Reproduce exactly the lines below, starting with the line that contains "Could you please spot the directional" and ending with the last line of the records, both included, and nothing else.
━━━ Dataset extract ━━━
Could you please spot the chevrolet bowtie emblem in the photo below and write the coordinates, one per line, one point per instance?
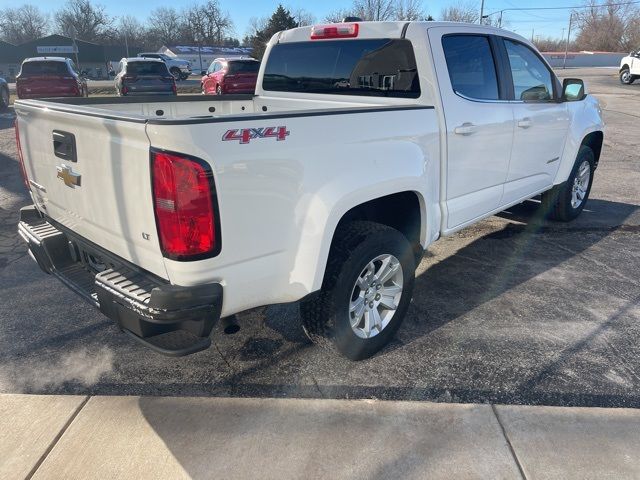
(69, 178)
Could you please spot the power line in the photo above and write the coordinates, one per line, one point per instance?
(565, 8)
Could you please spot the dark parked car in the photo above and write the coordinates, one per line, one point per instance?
(231, 75)
(144, 76)
(50, 77)
(4, 95)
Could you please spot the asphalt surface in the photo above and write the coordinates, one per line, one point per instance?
(513, 310)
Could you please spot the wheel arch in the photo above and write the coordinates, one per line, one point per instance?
(594, 141)
(382, 209)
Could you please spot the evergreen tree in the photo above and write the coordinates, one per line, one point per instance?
(280, 20)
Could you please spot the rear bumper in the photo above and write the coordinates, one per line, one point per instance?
(26, 96)
(170, 319)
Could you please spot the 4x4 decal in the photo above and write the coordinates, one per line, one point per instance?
(245, 135)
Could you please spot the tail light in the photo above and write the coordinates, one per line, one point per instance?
(23, 170)
(185, 206)
(343, 30)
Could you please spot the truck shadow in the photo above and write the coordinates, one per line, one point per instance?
(500, 320)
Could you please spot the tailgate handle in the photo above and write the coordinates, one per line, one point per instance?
(64, 145)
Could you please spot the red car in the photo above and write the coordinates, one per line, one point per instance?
(50, 77)
(231, 75)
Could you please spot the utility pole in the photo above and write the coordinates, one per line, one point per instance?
(566, 46)
(75, 46)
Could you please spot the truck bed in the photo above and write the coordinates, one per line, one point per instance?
(198, 107)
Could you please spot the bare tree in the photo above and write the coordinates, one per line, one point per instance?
(374, 10)
(208, 23)
(409, 10)
(165, 26)
(336, 16)
(462, 12)
(609, 26)
(23, 24)
(131, 32)
(550, 44)
(302, 16)
(84, 20)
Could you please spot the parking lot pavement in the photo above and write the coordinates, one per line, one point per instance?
(167, 437)
(513, 311)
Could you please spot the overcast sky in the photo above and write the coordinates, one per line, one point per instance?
(544, 23)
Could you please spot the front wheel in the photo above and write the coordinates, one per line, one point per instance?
(176, 73)
(566, 201)
(365, 293)
(625, 77)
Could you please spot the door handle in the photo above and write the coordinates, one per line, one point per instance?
(524, 123)
(467, 128)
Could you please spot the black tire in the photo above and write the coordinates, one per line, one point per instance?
(625, 76)
(325, 316)
(557, 201)
(4, 99)
(177, 74)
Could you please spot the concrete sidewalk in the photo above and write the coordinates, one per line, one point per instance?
(76, 437)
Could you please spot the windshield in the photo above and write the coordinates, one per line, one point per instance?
(244, 67)
(147, 68)
(380, 67)
(30, 69)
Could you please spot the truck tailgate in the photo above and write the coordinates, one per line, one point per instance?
(104, 193)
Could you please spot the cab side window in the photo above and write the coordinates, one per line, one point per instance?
(471, 66)
(532, 80)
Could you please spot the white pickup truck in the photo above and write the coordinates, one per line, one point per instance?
(363, 144)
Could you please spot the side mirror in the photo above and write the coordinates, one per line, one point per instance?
(572, 90)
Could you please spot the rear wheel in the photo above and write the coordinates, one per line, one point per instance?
(566, 201)
(365, 293)
(625, 76)
(4, 98)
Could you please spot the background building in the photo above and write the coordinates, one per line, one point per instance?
(89, 57)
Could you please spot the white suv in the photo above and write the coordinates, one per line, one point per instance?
(630, 68)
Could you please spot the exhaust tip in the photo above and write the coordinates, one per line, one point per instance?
(230, 325)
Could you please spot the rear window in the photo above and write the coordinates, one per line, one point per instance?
(30, 69)
(471, 67)
(147, 68)
(244, 67)
(378, 67)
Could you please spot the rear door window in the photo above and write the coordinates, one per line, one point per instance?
(376, 67)
(471, 66)
(147, 68)
(44, 68)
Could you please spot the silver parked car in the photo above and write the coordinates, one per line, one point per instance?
(144, 76)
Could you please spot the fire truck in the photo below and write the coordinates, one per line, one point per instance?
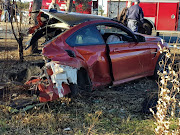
(160, 15)
(77, 6)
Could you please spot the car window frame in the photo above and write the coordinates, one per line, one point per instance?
(91, 25)
(120, 27)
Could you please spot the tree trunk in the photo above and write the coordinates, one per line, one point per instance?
(35, 11)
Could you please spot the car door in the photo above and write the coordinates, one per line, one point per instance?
(89, 44)
(128, 58)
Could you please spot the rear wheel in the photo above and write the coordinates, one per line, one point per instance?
(162, 65)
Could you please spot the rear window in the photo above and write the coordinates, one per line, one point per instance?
(85, 36)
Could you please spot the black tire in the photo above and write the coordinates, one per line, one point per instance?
(147, 28)
(160, 66)
(83, 83)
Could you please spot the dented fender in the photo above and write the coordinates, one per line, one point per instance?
(54, 82)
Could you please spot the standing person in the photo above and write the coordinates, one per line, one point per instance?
(135, 16)
(14, 11)
(7, 5)
(54, 5)
(122, 17)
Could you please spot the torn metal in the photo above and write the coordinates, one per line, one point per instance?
(54, 82)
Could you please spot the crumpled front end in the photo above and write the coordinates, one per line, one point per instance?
(54, 82)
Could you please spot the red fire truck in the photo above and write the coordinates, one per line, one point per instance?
(78, 7)
(160, 15)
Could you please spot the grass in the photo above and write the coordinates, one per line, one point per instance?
(45, 120)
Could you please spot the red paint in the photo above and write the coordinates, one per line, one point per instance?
(124, 61)
(149, 9)
(165, 21)
(79, 7)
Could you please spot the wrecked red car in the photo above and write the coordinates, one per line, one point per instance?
(83, 52)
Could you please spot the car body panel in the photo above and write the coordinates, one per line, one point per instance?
(105, 63)
(129, 59)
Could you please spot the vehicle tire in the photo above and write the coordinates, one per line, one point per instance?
(83, 83)
(147, 28)
(161, 67)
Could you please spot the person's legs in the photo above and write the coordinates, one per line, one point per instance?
(5, 15)
(133, 25)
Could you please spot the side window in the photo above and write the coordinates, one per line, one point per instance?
(85, 36)
(114, 35)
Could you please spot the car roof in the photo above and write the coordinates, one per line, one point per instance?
(72, 18)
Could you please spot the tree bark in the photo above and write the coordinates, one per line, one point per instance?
(35, 11)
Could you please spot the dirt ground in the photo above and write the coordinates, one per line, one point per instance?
(128, 98)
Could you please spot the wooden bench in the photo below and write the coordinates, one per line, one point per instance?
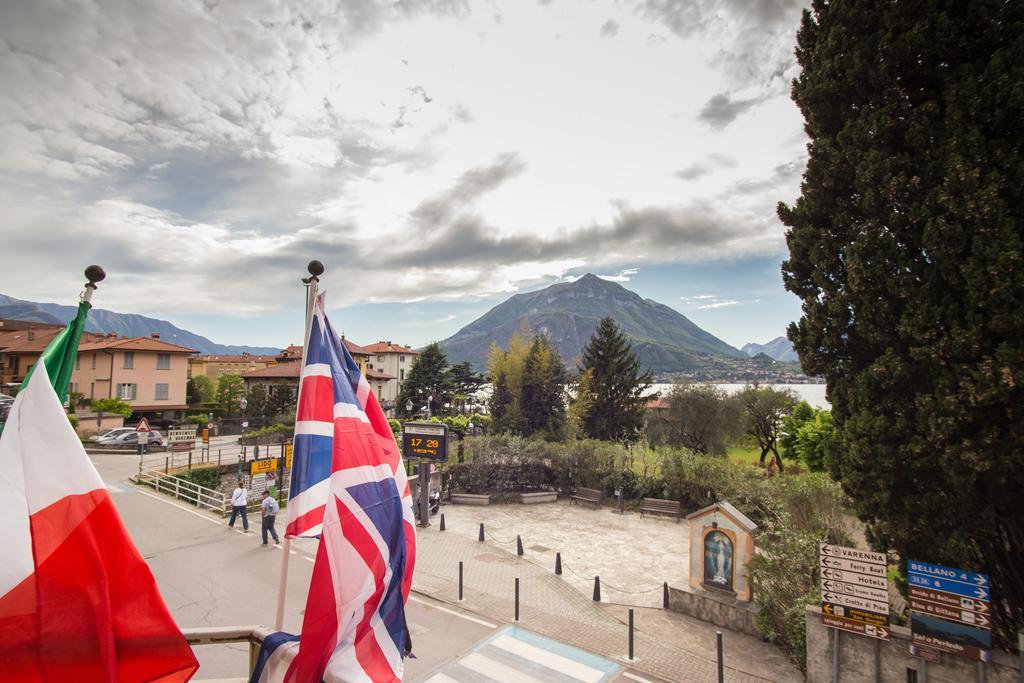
(656, 505)
(590, 496)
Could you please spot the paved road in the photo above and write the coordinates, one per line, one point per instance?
(212, 575)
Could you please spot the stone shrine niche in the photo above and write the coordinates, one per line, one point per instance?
(721, 549)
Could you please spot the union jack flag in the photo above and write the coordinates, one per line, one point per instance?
(349, 487)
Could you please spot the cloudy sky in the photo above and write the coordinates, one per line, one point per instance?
(437, 157)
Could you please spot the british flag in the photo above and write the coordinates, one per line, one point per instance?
(349, 487)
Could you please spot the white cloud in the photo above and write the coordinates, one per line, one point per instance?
(204, 153)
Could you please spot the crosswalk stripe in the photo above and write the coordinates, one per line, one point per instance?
(440, 678)
(495, 670)
(550, 659)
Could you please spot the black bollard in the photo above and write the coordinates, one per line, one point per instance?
(631, 633)
(721, 660)
(517, 598)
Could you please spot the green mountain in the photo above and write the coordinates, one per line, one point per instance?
(665, 340)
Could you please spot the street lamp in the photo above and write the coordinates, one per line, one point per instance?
(243, 402)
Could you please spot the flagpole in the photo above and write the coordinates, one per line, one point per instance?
(315, 269)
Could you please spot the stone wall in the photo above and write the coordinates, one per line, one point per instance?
(721, 610)
(865, 659)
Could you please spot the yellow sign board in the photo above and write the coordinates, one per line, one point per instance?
(262, 466)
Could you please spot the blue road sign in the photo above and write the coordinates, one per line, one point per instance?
(948, 573)
(954, 587)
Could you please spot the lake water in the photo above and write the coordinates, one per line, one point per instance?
(812, 393)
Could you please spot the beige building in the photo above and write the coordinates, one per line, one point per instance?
(147, 373)
(394, 360)
(215, 366)
(384, 385)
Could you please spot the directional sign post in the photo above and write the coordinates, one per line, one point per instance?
(951, 609)
(854, 591)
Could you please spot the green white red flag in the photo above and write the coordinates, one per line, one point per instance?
(77, 600)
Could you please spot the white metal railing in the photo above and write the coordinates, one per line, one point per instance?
(211, 635)
(184, 489)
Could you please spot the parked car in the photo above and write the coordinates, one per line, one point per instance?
(112, 433)
(155, 440)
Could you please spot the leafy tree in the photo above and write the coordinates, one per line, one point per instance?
(764, 411)
(543, 400)
(427, 377)
(465, 381)
(802, 413)
(507, 367)
(116, 404)
(257, 400)
(230, 388)
(200, 390)
(817, 442)
(702, 418)
(616, 384)
(281, 400)
(905, 248)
━━━
* **Correct answer**:
Could you please spot the directional sign post in the photo above and write the coordinates, one per line, one point per instance?
(951, 609)
(854, 591)
Could you please spot the green white red flag in the photo above and write the coordinates, one per line, one point per instance?
(77, 600)
Could you please spot the white metal railing in the photo above and write the coordinates, one per line, one point per instance?
(211, 635)
(184, 489)
Could you please spot the parked car in the photo above and write the coordinates, one per line, one point per instance?
(112, 433)
(155, 440)
Could you please spot the leafy tree in the photo above and write the coordinates, one per line, one point per instance?
(764, 411)
(543, 400)
(427, 377)
(465, 381)
(802, 413)
(507, 367)
(116, 404)
(257, 400)
(230, 388)
(200, 390)
(817, 442)
(702, 418)
(616, 384)
(281, 400)
(905, 248)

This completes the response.